* _Set of tasks_:
**1)** Summarize the passage on multitasking and memory in two sentences.
**2)** Continue the passage on multitasking and continuous partial attention from its last sentence.

══ Given text

Young people are getting very good at multi-tasking, he says, which is basically a working memory trick. But the ability to do several tasks at once perhaps comes at the expense of long-term memory, he suggests. “The ancient Greeks used to have fantastic memories because of the terrific cost in putting anything down on paper. Army generals would know the names of all their troops. We just simply don’t need that memory at all.”

That means that the frontal lobe of the brain, involved in storing long-term memory, develops differently in digital natives, as a whole, than it has for previous generations. Most young people are prone to pay attention to multiple stimuli, all at once. “I’m not saying that’s a good thing, it’s not necessarily a bad thing, but I’m saying it is a thing,” says the Institute for the Future’s Pescovitz. “When I look at my niece doing her homework, she’s also got Wikipedia open on her laptop, as well as several IM windows, and she’s listening to music.”

That ability to respond to several different stimuli at the same time is called “continuous partial attention.” The term was coined in 1997 by writer, consultant, and advisor for the Pew Internet and American Life Project Linda Stone. She noticed that literature on cognitive psychology referred to complex multi-tasking, or switching between mentally challenging tasks. But that wasn’t what she was seeing young people do — they weren’t switching from one thing to the next; they were actually continuously semi-focused on many things at once.

════
══ Given data

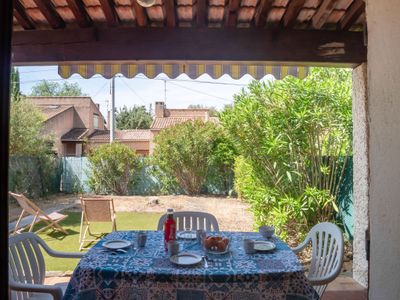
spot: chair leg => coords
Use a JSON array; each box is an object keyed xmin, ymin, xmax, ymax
[
  {"xmin": 14, "ymin": 210, "xmax": 25, "ymax": 233},
  {"xmin": 29, "ymin": 214, "xmax": 38, "ymax": 232}
]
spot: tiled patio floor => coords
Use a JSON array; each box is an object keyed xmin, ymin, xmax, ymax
[
  {"xmin": 45, "ymin": 276, "xmax": 368, "ymax": 300},
  {"xmin": 322, "ymin": 276, "xmax": 368, "ymax": 300}
]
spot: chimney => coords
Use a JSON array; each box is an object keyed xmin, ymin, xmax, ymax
[{"xmin": 155, "ymin": 101, "xmax": 165, "ymax": 118}]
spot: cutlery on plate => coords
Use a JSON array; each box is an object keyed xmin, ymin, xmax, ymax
[{"xmin": 202, "ymin": 256, "xmax": 208, "ymax": 269}]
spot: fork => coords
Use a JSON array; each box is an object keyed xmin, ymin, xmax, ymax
[{"xmin": 202, "ymin": 255, "xmax": 208, "ymax": 269}]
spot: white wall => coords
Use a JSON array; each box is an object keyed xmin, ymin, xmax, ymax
[
  {"xmin": 367, "ymin": 0, "xmax": 400, "ymax": 300},
  {"xmin": 353, "ymin": 64, "xmax": 369, "ymax": 287}
]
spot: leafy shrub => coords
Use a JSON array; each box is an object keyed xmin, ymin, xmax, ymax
[
  {"xmin": 88, "ymin": 142, "xmax": 141, "ymax": 195},
  {"xmin": 9, "ymin": 96, "xmax": 60, "ymax": 198},
  {"xmin": 153, "ymin": 121, "xmax": 233, "ymax": 195},
  {"xmin": 220, "ymin": 68, "xmax": 352, "ymax": 238}
]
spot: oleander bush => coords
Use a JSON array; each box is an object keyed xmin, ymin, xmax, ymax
[
  {"xmin": 220, "ymin": 68, "xmax": 352, "ymax": 239},
  {"xmin": 153, "ymin": 120, "xmax": 235, "ymax": 195},
  {"xmin": 88, "ymin": 142, "xmax": 142, "ymax": 195}
]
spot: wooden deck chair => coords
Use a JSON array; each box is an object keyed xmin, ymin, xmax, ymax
[
  {"xmin": 8, "ymin": 192, "xmax": 68, "ymax": 234},
  {"xmin": 79, "ymin": 197, "xmax": 117, "ymax": 250}
]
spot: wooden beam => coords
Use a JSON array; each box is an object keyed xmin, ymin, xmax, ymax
[
  {"xmin": 312, "ymin": 0, "xmax": 337, "ymax": 29},
  {"xmin": 225, "ymin": 0, "xmax": 240, "ymax": 27},
  {"xmin": 33, "ymin": 0, "xmax": 65, "ymax": 29},
  {"xmin": 196, "ymin": 0, "xmax": 207, "ymax": 27},
  {"xmin": 14, "ymin": 0, "xmax": 35, "ymax": 29},
  {"xmin": 339, "ymin": 0, "xmax": 365, "ymax": 30},
  {"xmin": 67, "ymin": 0, "xmax": 92, "ymax": 27},
  {"xmin": 13, "ymin": 27, "xmax": 366, "ymax": 66},
  {"xmin": 164, "ymin": 0, "xmax": 176, "ymax": 27},
  {"xmin": 99, "ymin": 0, "xmax": 119, "ymax": 27},
  {"xmin": 282, "ymin": 0, "xmax": 306, "ymax": 28},
  {"xmin": 131, "ymin": 0, "xmax": 147, "ymax": 27},
  {"xmin": 254, "ymin": 0, "xmax": 272, "ymax": 27},
  {"xmin": 0, "ymin": 0, "xmax": 13, "ymax": 299}
]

════

* _Responses in order_:
**1)** Young people are growing skilled at multi-tasking, a working-memory ability that may cost them long-term memory, and most of them tend to attend to many stimuli at once. Linda Stone coined the term "continuous partial attention" in 1997 for this ability, because she saw young people staying semi-focused on many things at once rather than switching from one task to the next.

**2)**
There are downsides to the continuous partial attention state, Stone says, one being that research suggests that the quality of focus drops with the added number of stimuli. But there’s another way of looking at this shift, and it’s one that companies could use to their benefit.

Continuous partial attention doesn’t override the other ways that people use to concentrate. In other words, just because kids can simultaneously chat with their friends, do research for a paper, and watch their favorite television show doesn’t mean that is the only way they will choose to focus. Kids can still buckle down to take a test or build a robot, and they do. Instead, continuous partial attention is one approach in their tool belt, says Pescovitz, and it can be useful.

Businesses need to accept that young people will choose different ways of paying attention based on the task at hand. “I think it’s about empowering young people to follow their passion and also having some faith and confidence that they can identify when to focus. It’s about accepting that continuous partial attention is not only okay, but maybe the best approach to navigating a certain media-scape at the moment.”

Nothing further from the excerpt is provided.